Write out every one of the following records verbatim, line for line.

--- Begin INPUT ROWS ---

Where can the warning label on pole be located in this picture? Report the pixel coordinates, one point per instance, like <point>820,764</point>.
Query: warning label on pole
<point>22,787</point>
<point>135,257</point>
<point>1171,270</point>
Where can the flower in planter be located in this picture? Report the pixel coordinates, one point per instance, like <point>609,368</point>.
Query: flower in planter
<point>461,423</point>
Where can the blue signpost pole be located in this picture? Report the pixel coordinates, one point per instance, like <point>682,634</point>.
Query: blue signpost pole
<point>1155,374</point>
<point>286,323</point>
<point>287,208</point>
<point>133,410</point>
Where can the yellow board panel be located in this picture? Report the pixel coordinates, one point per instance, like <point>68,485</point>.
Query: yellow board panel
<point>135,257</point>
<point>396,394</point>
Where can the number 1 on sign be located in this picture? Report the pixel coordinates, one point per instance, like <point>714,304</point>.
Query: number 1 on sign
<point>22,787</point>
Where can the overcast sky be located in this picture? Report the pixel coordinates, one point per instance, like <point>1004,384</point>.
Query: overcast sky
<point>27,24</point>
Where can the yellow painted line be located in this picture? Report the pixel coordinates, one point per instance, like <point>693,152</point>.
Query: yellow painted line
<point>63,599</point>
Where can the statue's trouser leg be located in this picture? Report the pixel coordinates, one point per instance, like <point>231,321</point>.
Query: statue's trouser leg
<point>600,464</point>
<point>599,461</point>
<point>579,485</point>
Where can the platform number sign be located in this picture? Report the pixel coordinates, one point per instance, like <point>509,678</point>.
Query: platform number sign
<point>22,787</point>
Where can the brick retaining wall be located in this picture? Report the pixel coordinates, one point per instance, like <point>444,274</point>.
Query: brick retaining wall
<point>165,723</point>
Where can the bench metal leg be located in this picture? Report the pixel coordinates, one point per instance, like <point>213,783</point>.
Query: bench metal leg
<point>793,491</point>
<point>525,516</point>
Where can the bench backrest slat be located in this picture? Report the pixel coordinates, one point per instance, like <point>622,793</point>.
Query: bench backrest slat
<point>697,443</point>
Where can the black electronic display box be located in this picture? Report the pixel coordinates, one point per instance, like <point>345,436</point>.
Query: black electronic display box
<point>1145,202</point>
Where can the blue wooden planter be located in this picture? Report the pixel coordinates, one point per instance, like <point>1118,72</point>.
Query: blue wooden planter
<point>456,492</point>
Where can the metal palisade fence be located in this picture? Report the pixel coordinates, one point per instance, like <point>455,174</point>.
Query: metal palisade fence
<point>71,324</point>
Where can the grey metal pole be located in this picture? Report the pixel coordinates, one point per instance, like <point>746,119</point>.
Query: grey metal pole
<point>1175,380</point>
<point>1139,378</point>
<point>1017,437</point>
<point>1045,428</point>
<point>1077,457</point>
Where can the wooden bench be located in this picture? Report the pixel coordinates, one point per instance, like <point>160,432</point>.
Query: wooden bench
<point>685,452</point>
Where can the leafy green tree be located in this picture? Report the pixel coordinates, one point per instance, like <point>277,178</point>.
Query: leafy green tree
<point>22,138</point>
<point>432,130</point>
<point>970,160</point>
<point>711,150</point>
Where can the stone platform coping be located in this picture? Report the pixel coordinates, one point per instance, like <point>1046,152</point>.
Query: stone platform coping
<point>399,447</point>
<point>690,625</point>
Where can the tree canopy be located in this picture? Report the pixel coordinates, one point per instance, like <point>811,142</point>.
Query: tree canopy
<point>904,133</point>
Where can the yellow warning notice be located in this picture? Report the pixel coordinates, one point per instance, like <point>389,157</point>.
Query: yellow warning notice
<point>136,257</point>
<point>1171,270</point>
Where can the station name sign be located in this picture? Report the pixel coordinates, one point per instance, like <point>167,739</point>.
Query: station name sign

--- End INPUT ROWS ---

> [RESPONSE]:
Where can the warning label on pole be located in this picture? Report the pixel coordinates, one point per instance, like <point>820,764</point>.
Query: warning label on pole
<point>22,787</point>
<point>135,257</point>
<point>1171,270</point>
Where can the flower in planter be located in this picture? Report the pixel coordinates, one point per instance, like <point>609,368</point>.
Query: flower in planter
<point>461,423</point>
Where can the blue signpost pole be located in this picture? Report the pixel coordinates, one point per instance, like <point>682,634</point>.
Query: blue signpost pole
<point>1155,374</point>
<point>286,323</point>
<point>287,208</point>
<point>133,410</point>
Where can the yellow board panel be located in this picture? Report the pixel coordinates, one point per instance, like <point>68,485</point>.
Query: yellow board panel
<point>135,257</point>
<point>396,394</point>
Where can the number 1 on sign be located in this picture? Report the pixel coordinates, one point per instance, like <point>714,304</point>.
Query: number 1 on sign
<point>22,787</point>
Where can the overcast sky be located in this picture? Report the pixel coordinates, one point per instance, like <point>1004,384</point>.
Query: overcast sky
<point>27,24</point>
Where can the yellow painted line be located in this picture? Report the pixel coordinates, one point per instance, like <point>693,152</point>.
Query: yellow painted line
<point>63,599</point>
Where can the statue's trouser leg be located in this picture? Report the pixel coordinates, one point per instance, like <point>231,321</point>.
Query: statue's trouser leg
<point>600,464</point>
<point>599,461</point>
<point>579,485</point>
Where can the platform number sign be located in this picture? Report the pixel coordinates, one point per instance, like <point>509,678</point>.
Query: platform number sign
<point>22,787</point>
Where can the brick retaining wall be located in this picture? Report the pixel coordinates, one point per instance, like <point>444,274</point>.
Query: brick retaining wall
<point>165,723</point>
Where can the bench metal leg be located in this picture? Report the pixel coordinates, one point per instance, like <point>213,783</point>.
Query: bench metal leg
<point>793,491</point>
<point>525,516</point>
Where can the bench backrest slat be located in this picture? Report the pixel coordinates, one point per instance, like <point>622,793</point>.
Query: bench backrest slat
<point>697,443</point>
Where can the black electronic display box be located in this picture? Report the pixel coordinates, one point per instance, like <point>345,436</point>.
Query: black electronic display box
<point>1145,202</point>
Where can the blue wooden planter be located in this picture? Report the pixel coordinates, one point per instance, like <point>1118,72</point>.
Query: blue wooden planter
<point>456,492</point>
Where can the metal palisade fence be located in this picture? Report the pixel coordinates, one point per instance, like <point>455,174</point>.
Query: metal palisade fence
<point>71,324</point>
Where can the grey metal pole be located in this picture? Report the pixel coordinates, one point per instance, like <point>746,119</point>.
Query: grey metal pole
<point>1175,380</point>
<point>1139,378</point>
<point>1017,437</point>
<point>1045,428</point>
<point>1077,457</point>
Where can the wooden bench be located in this picture? Report the pixel coordinates, one point per instance, like <point>160,432</point>.
Query: wooden bench
<point>685,452</point>
Where can the leafy green tree be located in this picture? Report the pixel coordinates, one point per instance, like <point>277,178</point>.
Query: leafy green tree
<point>22,138</point>
<point>432,130</point>
<point>970,160</point>
<point>711,150</point>
Where can the stone platform coping be located in this picture? Report the pixel coordinates, one point per instance, like <point>1046,152</point>.
Query: stone platform coping
<point>399,447</point>
<point>690,625</point>
Where can the tree canopy be located in this picture? Report the pixel coordinates, one point per instance, like <point>811,142</point>.
Query: tree canopy
<point>904,133</point>
Where can the yellow warning notice be located in this picture? Report the pixel coordinates, one point per instance, like <point>389,157</point>.
Query: yellow warning notice
<point>136,257</point>
<point>1171,270</point>
Where can the station name sign be located in this picture? Report the pixel coordinates, one point per instance, like <point>167,739</point>.
Query: station name sign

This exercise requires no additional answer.